Instructions to follow
List each line of the entries below that contains the word "shrub", copying every such line in full.

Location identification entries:
※ ※ ※

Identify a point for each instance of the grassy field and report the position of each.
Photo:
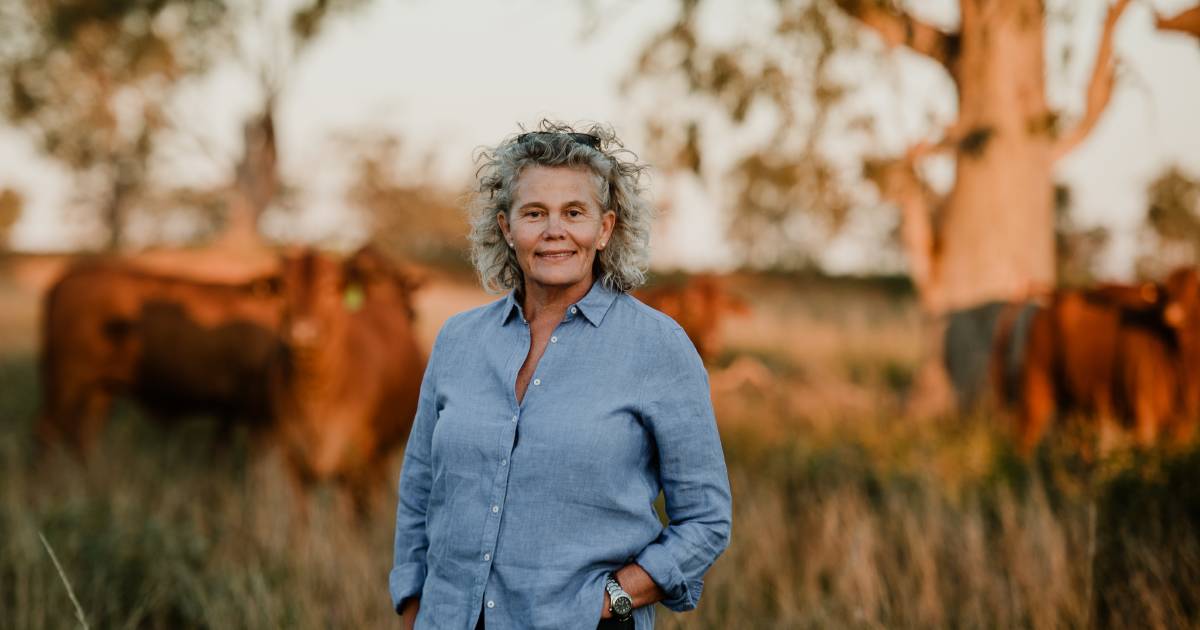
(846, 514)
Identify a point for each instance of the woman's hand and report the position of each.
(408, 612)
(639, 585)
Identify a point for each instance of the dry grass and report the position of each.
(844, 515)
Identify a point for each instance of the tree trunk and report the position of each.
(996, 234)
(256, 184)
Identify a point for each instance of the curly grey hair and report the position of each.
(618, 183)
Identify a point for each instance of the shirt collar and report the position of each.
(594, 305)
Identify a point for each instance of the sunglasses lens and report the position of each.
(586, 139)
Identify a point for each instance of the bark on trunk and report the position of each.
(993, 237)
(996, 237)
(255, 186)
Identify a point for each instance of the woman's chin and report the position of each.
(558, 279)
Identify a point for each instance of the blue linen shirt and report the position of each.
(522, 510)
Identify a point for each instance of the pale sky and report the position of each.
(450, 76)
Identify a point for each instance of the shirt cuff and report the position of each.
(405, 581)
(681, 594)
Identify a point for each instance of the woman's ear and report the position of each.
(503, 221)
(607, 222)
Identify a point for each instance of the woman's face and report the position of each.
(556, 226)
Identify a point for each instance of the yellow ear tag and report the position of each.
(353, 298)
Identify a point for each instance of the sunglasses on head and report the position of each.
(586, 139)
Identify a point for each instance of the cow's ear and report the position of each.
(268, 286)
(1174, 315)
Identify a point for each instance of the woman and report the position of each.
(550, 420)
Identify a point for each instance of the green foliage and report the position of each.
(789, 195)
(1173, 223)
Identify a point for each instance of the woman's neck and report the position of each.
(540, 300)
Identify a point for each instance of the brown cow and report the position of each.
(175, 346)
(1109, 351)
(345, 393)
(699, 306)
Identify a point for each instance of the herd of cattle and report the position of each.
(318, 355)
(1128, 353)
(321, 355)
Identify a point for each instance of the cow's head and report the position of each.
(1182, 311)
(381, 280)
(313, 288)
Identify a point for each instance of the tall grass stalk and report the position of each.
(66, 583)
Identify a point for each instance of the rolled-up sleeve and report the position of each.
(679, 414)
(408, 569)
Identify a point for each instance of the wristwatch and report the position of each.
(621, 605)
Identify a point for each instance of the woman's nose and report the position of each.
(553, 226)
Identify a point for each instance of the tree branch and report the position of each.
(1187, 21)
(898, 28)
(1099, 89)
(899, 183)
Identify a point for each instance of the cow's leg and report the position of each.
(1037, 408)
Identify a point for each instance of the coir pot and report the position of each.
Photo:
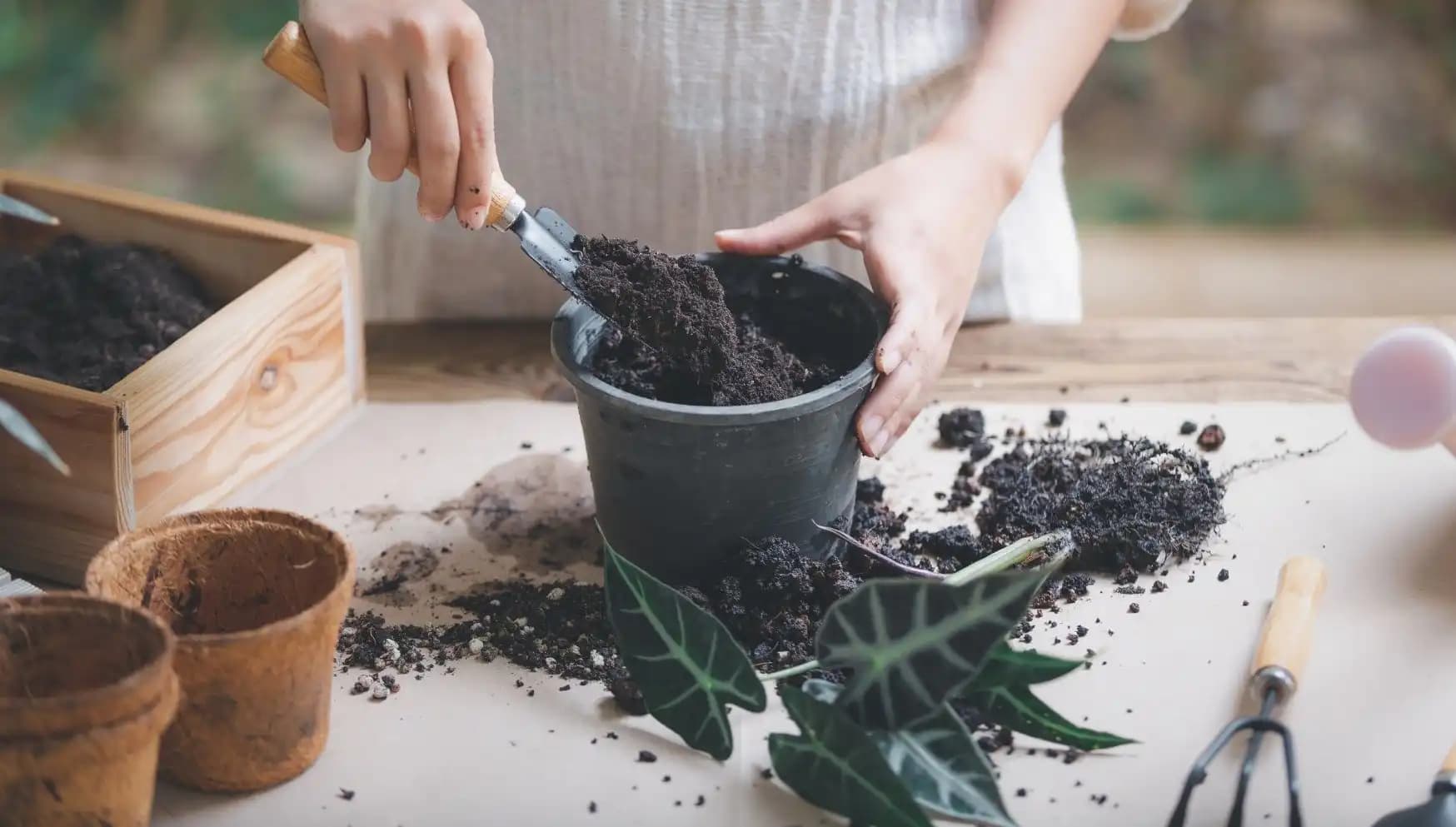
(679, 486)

※ ※ ※

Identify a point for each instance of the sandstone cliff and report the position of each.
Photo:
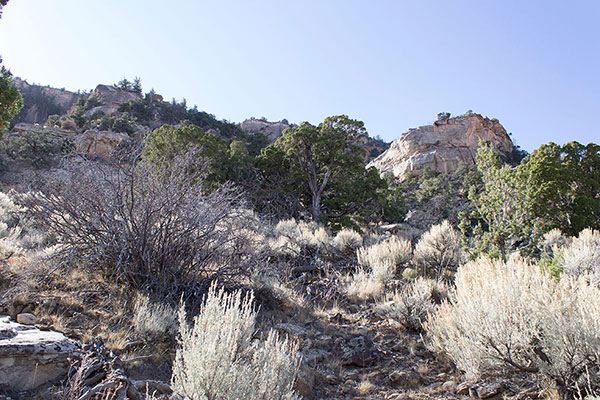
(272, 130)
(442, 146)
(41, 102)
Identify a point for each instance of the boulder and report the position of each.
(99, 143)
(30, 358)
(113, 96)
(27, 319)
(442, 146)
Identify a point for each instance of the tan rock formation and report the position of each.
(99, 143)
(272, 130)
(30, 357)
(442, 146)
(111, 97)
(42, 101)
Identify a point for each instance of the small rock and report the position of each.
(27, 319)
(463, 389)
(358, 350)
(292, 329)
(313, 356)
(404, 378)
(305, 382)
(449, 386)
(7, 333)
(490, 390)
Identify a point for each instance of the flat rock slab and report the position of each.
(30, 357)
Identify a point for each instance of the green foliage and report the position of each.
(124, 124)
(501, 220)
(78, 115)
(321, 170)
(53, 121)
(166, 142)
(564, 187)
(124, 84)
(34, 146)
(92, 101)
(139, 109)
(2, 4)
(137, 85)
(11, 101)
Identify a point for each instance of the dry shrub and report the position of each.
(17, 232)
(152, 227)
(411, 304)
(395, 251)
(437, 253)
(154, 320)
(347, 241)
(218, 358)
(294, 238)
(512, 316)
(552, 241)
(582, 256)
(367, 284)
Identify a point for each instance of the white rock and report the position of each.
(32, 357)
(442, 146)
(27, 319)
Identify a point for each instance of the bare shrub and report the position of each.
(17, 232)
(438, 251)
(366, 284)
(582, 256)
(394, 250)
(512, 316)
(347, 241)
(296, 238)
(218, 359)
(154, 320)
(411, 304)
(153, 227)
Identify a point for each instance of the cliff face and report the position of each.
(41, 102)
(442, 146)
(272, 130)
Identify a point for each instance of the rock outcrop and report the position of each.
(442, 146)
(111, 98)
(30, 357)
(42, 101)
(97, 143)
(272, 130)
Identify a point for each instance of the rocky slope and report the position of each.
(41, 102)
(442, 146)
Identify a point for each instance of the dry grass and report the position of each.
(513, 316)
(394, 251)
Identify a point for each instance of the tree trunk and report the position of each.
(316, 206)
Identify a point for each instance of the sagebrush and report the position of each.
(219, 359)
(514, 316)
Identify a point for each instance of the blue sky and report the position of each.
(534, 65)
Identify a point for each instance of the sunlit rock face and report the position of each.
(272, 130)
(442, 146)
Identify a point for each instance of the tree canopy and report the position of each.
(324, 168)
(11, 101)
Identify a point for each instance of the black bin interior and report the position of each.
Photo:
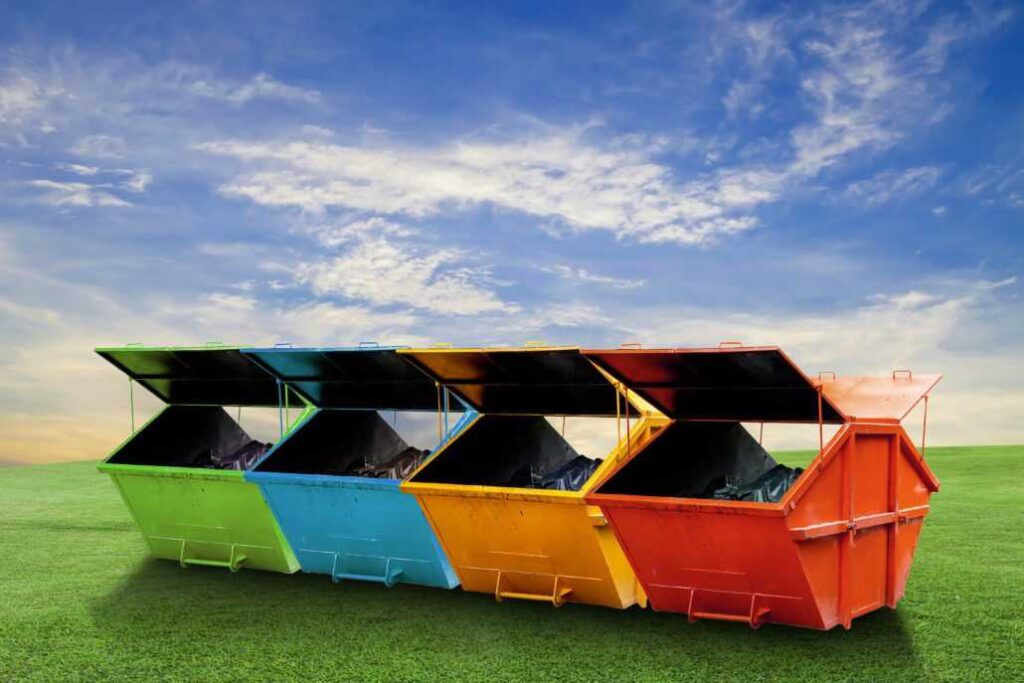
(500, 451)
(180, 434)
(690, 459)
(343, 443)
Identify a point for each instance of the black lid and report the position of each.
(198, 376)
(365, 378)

※ ※ ※

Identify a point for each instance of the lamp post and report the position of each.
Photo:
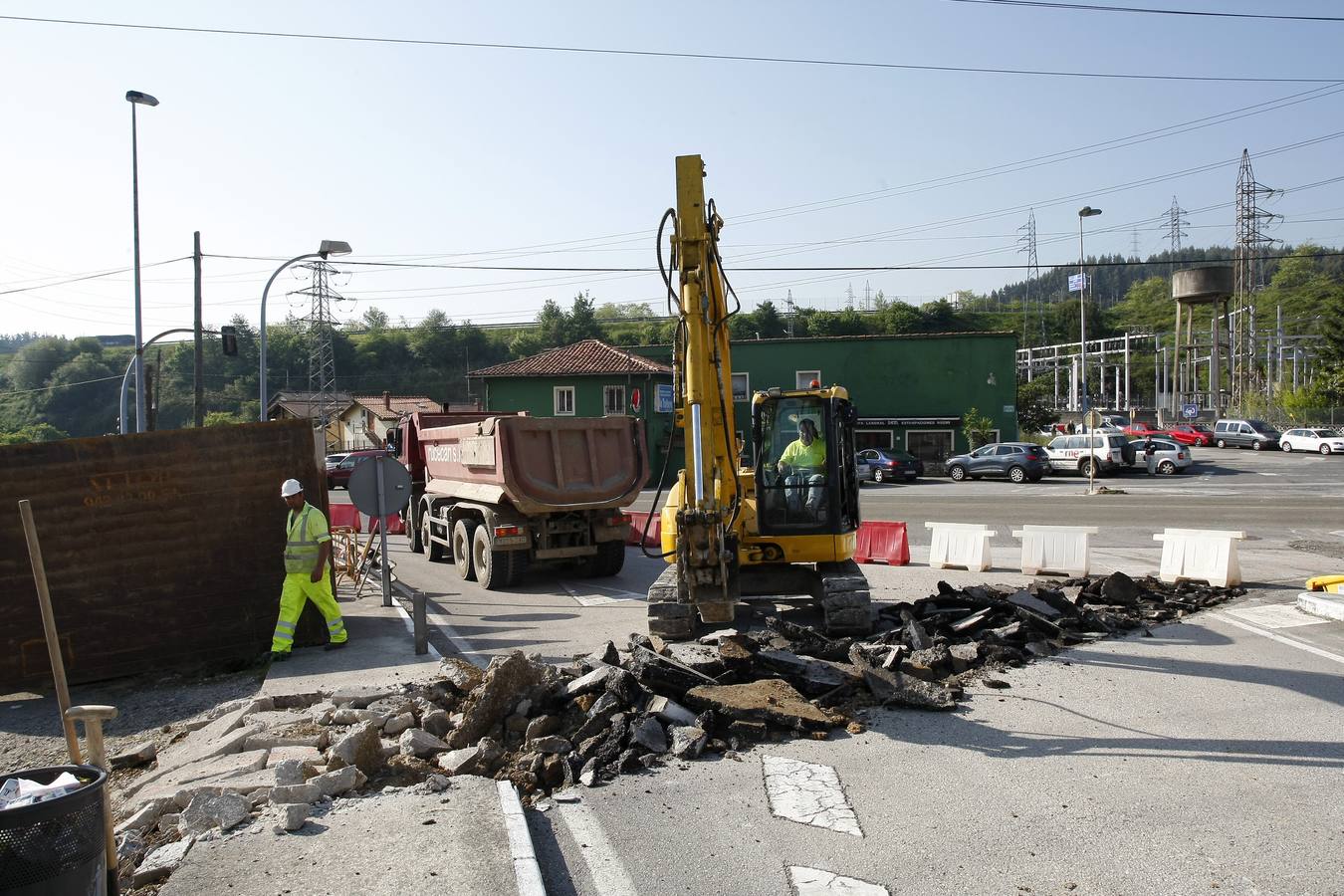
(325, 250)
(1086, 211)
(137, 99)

※ ※ ※

Result of the task
Identify a point for each instance of the dry shrub and report the position of each.
Identify a point for each instance of the bare shrub and report the position of each.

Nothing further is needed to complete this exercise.